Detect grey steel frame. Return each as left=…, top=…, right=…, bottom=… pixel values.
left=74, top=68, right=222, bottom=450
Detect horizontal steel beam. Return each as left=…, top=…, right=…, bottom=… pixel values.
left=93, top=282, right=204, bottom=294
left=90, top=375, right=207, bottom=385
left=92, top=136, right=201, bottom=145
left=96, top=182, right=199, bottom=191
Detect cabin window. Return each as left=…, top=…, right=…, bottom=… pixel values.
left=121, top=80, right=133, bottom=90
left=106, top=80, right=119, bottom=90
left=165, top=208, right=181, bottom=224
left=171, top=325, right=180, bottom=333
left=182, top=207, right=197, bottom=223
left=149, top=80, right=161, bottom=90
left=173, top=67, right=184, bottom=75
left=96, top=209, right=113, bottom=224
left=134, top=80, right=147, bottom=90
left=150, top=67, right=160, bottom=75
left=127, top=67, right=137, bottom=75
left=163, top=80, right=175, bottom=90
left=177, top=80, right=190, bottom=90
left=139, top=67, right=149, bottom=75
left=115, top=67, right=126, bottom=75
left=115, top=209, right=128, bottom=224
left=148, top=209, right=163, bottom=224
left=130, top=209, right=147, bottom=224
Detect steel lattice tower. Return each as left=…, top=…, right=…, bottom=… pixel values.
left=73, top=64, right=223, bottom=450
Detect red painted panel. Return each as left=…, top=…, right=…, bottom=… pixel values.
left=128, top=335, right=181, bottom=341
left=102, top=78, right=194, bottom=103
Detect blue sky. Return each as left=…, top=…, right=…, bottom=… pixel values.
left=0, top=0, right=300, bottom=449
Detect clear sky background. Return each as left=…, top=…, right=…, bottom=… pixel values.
□ □ □ □
◆ AUFGABENSTELLUNG ◆
Wandle die Zeilen der Auflistung, beginnend mit der Zeile mit "Detect blue sky." und weiter bis einschließlich zum Ende der Auflistung, in eine nummerierte Liste um. Lass Leerzeilen dabei weg.

◆ ANTWORT ◆
1. Detect blue sky. Return each as left=…, top=…, right=…, bottom=… pixel values.
2. left=0, top=0, right=300, bottom=449
3. Detect clear sky background. Return each as left=…, top=…, right=…, bottom=… pixel values.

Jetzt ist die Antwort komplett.